[What is expected]:
Extract each line of the listing below that contains the string "surfer".

A data block:
+ + + +
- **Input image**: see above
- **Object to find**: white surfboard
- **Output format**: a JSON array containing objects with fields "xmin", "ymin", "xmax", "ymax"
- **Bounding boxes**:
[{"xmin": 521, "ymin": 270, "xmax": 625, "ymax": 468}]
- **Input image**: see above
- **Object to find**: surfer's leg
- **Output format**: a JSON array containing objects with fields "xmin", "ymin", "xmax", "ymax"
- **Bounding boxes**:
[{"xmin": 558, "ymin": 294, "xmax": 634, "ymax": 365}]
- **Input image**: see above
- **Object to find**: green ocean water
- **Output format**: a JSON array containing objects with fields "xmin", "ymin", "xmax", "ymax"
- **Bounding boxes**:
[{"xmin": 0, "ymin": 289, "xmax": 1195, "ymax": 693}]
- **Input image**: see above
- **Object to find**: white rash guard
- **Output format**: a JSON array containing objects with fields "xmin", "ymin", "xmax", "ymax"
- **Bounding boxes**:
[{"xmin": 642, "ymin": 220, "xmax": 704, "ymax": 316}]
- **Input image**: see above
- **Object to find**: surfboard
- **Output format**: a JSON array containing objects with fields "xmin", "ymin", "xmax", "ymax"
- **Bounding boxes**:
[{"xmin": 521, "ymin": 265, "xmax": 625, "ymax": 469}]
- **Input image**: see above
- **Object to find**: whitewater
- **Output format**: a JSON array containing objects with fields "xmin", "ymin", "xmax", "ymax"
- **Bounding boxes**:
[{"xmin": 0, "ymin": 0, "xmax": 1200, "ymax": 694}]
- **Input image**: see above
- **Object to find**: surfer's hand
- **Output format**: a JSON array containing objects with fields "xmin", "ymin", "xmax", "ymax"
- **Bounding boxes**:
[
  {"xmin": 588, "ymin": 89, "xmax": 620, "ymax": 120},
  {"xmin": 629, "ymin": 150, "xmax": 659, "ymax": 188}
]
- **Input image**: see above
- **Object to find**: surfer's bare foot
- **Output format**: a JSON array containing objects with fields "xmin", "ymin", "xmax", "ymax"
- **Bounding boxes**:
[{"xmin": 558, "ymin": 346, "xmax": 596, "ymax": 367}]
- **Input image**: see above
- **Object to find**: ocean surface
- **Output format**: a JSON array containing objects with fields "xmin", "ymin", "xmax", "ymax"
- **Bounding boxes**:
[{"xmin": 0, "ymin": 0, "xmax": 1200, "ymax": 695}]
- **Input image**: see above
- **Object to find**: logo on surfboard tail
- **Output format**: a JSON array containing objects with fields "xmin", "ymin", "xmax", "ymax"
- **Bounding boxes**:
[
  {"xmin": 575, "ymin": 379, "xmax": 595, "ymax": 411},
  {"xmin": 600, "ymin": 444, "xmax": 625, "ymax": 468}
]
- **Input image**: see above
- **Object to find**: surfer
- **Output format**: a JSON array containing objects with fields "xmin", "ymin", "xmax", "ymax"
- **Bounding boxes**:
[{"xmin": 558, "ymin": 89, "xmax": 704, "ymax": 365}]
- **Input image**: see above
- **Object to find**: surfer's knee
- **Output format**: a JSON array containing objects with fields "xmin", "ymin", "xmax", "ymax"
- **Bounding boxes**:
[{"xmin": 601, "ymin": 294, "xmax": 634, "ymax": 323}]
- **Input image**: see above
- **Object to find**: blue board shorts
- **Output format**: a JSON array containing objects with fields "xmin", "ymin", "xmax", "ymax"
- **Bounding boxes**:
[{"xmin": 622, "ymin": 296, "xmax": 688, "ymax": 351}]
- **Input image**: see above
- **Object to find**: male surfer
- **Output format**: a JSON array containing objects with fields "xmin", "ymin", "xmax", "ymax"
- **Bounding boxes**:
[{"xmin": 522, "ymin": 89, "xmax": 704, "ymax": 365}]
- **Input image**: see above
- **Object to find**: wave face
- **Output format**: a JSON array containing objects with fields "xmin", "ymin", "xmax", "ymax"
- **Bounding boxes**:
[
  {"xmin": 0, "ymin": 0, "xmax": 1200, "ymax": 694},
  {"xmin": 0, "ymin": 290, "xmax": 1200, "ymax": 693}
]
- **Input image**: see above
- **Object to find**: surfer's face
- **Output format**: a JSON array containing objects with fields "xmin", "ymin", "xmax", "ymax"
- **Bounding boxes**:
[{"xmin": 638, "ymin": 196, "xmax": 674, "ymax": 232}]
+ + + +
[Task answer]:
- **Object to find**: surfer's leg
- **Object to find**: surfer's hand
- **Object to find**: surfer's bare foot
- **Object to find**: surfer
- **Object to find**: surfer's knee
- **Object to find**: male surfer
- **Object to find**: surfer's face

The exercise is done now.